_Raw records_
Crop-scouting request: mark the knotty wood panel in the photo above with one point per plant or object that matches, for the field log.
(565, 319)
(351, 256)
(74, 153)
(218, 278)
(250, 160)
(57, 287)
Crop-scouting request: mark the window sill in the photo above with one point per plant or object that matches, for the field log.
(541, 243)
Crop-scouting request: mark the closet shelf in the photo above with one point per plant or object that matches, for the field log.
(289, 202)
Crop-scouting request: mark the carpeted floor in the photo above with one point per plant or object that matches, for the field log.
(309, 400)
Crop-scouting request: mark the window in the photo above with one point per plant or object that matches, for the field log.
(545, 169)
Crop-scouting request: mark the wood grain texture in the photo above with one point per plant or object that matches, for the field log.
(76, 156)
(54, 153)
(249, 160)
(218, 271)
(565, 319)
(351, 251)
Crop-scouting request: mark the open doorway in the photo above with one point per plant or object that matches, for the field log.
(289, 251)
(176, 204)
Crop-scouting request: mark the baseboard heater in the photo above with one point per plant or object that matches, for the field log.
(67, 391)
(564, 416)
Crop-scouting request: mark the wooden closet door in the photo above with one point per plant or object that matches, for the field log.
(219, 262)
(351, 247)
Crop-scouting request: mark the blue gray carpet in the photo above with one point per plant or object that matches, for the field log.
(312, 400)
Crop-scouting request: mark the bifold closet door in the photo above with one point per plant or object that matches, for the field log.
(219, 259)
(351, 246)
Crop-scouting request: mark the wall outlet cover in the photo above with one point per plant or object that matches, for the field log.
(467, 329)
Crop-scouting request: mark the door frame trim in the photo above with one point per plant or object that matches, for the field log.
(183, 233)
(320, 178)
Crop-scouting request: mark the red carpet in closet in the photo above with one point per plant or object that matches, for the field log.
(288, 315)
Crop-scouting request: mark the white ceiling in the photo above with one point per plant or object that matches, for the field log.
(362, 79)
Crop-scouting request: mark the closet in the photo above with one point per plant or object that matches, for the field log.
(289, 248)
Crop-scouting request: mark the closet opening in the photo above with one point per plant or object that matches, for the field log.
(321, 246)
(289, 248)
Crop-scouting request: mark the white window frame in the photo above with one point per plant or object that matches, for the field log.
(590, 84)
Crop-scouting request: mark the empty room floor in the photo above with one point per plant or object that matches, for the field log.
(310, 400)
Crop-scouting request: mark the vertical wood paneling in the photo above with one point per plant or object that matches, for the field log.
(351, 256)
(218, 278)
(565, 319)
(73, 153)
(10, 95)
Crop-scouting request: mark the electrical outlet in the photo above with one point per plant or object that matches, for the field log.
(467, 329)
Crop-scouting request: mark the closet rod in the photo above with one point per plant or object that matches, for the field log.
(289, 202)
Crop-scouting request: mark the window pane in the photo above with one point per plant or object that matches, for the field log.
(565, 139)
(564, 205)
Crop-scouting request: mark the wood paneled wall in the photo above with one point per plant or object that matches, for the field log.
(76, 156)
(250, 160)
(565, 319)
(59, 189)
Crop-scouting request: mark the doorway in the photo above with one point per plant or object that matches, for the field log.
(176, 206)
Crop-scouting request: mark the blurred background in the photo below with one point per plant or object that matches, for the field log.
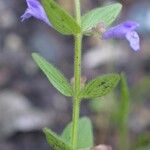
(28, 102)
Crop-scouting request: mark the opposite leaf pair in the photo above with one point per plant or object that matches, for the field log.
(55, 16)
(95, 88)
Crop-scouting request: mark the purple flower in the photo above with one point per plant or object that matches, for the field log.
(125, 30)
(36, 10)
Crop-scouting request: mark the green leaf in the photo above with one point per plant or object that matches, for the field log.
(85, 133)
(100, 86)
(55, 141)
(105, 15)
(60, 19)
(53, 75)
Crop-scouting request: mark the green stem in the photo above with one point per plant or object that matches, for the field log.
(77, 77)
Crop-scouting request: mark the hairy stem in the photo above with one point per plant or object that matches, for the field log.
(77, 76)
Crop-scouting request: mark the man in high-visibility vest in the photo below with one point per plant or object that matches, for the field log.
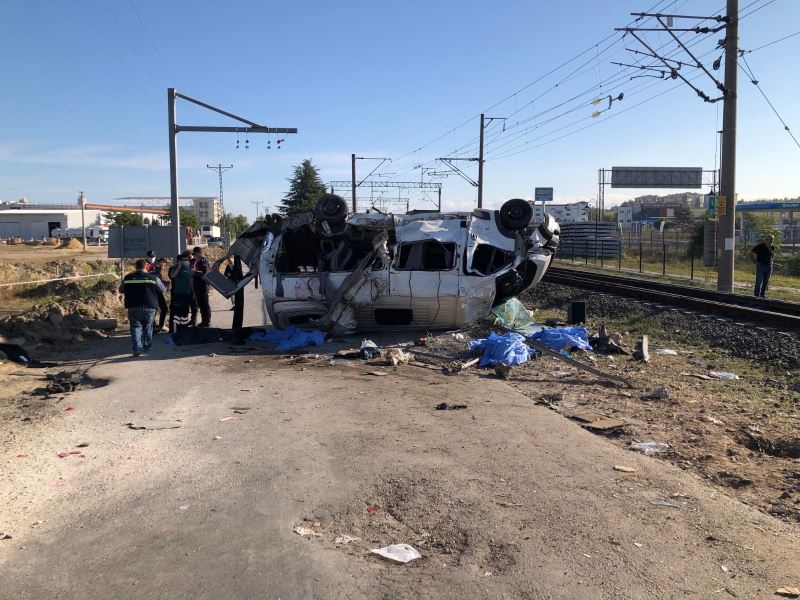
(141, 290)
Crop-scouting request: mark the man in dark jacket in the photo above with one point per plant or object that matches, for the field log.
(762, 255)
(200, 267)
(141, 290)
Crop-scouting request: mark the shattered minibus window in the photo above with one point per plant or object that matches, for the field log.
(426, 255)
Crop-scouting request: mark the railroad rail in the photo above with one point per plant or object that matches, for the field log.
(736, 306)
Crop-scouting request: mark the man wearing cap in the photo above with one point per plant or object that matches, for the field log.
(200, 267)
(151, 261)
(141, 290)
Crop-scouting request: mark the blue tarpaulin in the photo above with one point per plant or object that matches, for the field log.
(564, 338)
(291, 338)
(508, 348)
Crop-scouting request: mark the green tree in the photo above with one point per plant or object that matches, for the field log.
(683, 216)
(188, 218)
(305, 188)
(122, 219)
(233, 225)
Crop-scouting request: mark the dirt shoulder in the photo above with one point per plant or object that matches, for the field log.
(503, 498)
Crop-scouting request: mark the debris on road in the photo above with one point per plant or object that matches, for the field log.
(625, 469)
(507, 348)
(395, 356)
(650, 447)
(642, 351)
(446, 406)
(598, 422)
(155, 424)
(659, 393)
(345, 539)
(664, 503)
(502, 370)
(723, 375)
(369, 349)
(564, 339)
(399, 553)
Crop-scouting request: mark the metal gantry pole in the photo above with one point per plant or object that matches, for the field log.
(173, 172)
(353, 175)
(480, 167)
(726, 242)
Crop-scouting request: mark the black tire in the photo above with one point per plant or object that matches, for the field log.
(331, 208)
(515, 214)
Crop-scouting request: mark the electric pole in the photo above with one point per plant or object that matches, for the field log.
(353, 181)
(480, 167)
(220, 170)
(726, 236)
(257, 203)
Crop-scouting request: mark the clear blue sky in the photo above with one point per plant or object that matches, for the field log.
(84, 100)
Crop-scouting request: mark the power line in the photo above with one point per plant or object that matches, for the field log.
(786, 37)
(749, 72)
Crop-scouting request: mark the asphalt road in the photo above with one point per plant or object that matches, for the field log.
(503, 499)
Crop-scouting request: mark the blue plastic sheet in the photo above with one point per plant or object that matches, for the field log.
(508, 348)
(564, 338)
(291, 338)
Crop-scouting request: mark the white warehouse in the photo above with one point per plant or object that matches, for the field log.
(37, 221)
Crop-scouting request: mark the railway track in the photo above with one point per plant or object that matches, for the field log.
(735, 306)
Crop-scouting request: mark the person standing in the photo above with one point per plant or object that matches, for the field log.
(180, 274)
(141, 290)
(158, 271)
(151, 261)
(199, 268)
(763, 255)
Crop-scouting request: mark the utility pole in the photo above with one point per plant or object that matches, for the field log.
(353, 180)
(726, 237)
(82, 200)
(480, 167)
(174, 129)
(220, 169)
(257, 203)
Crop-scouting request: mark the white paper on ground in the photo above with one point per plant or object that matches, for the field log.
(400, 553)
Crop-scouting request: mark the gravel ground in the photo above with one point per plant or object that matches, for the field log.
(772, 348)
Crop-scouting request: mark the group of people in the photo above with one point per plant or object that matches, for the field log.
(145, 291)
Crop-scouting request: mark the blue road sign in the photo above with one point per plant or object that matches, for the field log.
(543, 194)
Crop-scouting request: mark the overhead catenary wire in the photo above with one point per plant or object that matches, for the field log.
(749, 72)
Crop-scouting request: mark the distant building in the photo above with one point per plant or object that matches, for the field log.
(208, 210)
(563, 213)
(625, 217)
(35, 221)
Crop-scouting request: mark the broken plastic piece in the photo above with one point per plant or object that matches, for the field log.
(650, 447)
(345, 539)
(399, 553)
(369, 349)
(666, 352)
(724, 375)
(155, 424)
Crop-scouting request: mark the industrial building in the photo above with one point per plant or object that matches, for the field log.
(37, 221)
(206, 208)
(563, 213)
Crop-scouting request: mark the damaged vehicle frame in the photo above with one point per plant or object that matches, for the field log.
(366, 271)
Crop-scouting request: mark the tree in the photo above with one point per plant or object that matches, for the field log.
(305, 188)
(122, 219)
(233, 225)
(683, 216)
(188, 218)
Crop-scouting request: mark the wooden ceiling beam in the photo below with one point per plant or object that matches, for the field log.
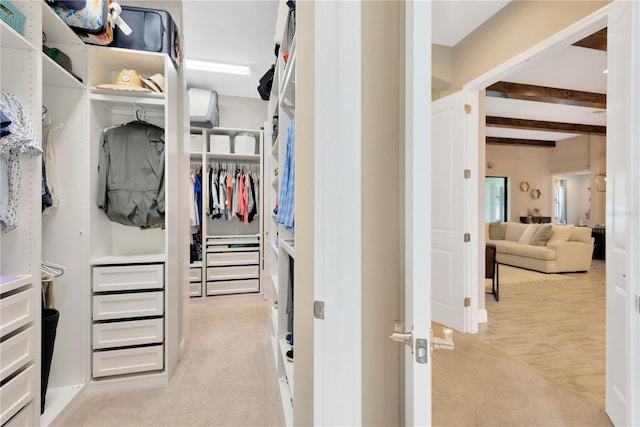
(493, 140)
(506, 122)
(596, 41)
(547, 94)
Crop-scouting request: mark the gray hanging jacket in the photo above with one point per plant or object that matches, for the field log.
(131, 174)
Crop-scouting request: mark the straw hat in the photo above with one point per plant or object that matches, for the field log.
(154, 82)
(127, 80)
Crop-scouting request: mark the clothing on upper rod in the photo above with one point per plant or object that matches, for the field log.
(18, 140)
(233, 192)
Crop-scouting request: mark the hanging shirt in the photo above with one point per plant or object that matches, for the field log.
(287, 186)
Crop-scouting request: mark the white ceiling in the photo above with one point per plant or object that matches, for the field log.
(241, 32)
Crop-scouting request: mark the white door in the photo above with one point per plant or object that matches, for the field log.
(448, 260)
(417, 212)
(622, 221)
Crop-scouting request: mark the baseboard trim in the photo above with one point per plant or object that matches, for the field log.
(483, 316)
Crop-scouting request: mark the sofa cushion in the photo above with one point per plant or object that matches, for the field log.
(580, 234)
(542, 235)
(530, 251)
(526, 236)
(497, 230)
(514, 231)
(561, 233)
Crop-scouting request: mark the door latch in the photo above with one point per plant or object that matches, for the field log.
(399, 335)
(445, 343)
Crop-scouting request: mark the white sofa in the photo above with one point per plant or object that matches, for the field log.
(569, 248)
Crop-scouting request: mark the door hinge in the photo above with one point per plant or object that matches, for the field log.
(318, 309)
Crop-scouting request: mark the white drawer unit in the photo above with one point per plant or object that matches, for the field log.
(16, 393)
(195, 274)
(232, 258)
(24, 418)
(221, 287)
(17, 352)
(129, 333)
(127, 361)
(233, 272)
(16, 311)
(128, 277)
(195, 289)
(128, 305)
(128, 329)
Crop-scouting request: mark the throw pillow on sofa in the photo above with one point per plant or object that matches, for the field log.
(542, 235)
(560, 234)
(526, 236)
(497, 230)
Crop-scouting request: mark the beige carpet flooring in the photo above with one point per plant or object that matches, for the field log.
(226, 378)
(536, 363)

_REQUIREMENTS_
Retype, exactly and only, the lines running from the one with "Crop-scouting request: mark the white drawer" through the final line of the listing above.

_FINISHED EXERCISE_
Crop-scouting request: mark the white drawer unit in the photo above with one point per plant or object that matches, for the field log.
(16, 393)
(195, 274)
(232, 258)
(24, 418)
(221, 287)
(17, 352)
(129, 333)
(127, 361)
(233, 272)
(16, 311)
(128, 277)
(195, 289)
(128, 305)
(128, 329)
Crop-scouting request: mark the throw pillow on sofa in the photo above with one point per plant or object that matches, for the field log.
(542, 235)
(560, 234)
(526, 236)
(497, 230)
Crop-scouting request: mark the beige carpet flooring in the photo above with one point per plant or object that matches, for the field log.
(226, 378)
(536, 363)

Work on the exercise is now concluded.